:: Records ::

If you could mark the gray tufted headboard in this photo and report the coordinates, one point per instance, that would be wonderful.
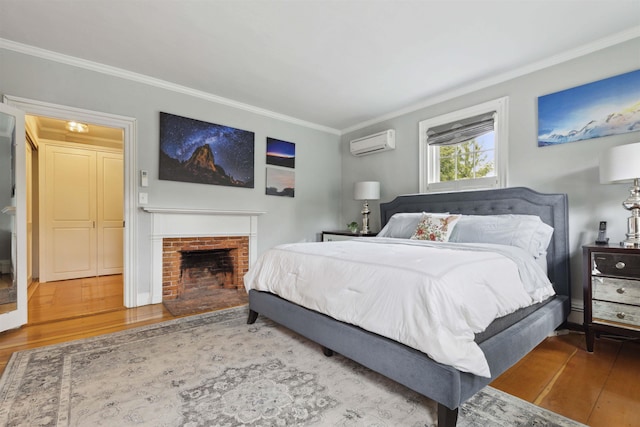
(551, 208)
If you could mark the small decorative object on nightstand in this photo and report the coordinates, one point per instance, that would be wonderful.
(611, 284)
(333, 236)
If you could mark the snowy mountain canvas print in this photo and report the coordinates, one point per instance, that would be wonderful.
(607, 107)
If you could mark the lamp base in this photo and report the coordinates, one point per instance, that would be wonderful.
(365, 217)
(629, 245)
(633, 222)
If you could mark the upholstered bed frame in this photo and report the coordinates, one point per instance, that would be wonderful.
(412, 368)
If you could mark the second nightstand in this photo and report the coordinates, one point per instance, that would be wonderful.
(611, 284)
(334, 236)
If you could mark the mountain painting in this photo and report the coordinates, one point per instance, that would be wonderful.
(281, 153)
(205, 153)
(606, 107)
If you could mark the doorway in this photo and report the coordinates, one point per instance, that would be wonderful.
(126, 127)
(75, 227)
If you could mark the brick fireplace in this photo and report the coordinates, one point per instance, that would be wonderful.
(191, 264)
(178, 230)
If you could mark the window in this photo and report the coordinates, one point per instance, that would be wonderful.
(465, 150)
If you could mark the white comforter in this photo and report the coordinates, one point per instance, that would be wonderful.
(430, 296)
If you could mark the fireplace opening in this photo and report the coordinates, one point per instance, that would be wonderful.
(203, 273)
(204, 270)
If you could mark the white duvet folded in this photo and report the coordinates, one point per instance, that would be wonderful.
(430, 296)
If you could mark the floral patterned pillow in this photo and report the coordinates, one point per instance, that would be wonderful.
(435, 227)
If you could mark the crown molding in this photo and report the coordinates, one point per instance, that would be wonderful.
(600, 44)
(151, 81)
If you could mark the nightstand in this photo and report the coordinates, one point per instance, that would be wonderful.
(611, 284)
(334, 236)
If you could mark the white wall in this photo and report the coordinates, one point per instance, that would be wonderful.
(316, 205)
(568, 168)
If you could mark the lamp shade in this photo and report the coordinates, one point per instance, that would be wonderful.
(620, 163)
(366, 190)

:::

What the task requires
What is needed is an exact copy of the line containing "If you could mark the white comforter" and each line after it, through the final line of the entries above.

Result of the exercise
If you could mark the white comforter in this photo and report the coordinates, one point per instance, that would be wonderful.
(430, 296)
If you could mark the fireplace opening in this photo and report the coordinates, one point per instance, that would be wonderful.
(203, 273)
(204, 270)
If you could mark the white duvet folded in this photo and report the coordinates, one point per instance, that would be wonderful.
(430, 296)
If you could mark the floral patterned pillow in this photo and report the coordinates, one point per instance, that would be wonderful.
(435, 227)
If you could mark the crown molding in this photo and report the coordinates, one point per instance, that would be wonderful.
(600, 44)
(151, 81)
If you could mark the nightstand in this photo and report the coordinates, one point per instance, that would be wonderful.
(611, 284)
(334, 236)
If you could mark the white wall in this photo and report the coordinates, one point per instance, that would be wonderful.
(316, 205)
(568, 168)
If you could mark the lamp shade in this photo and report the coordinates, one point per instance, that would be wonderful.
(620, 163)
(366, 190)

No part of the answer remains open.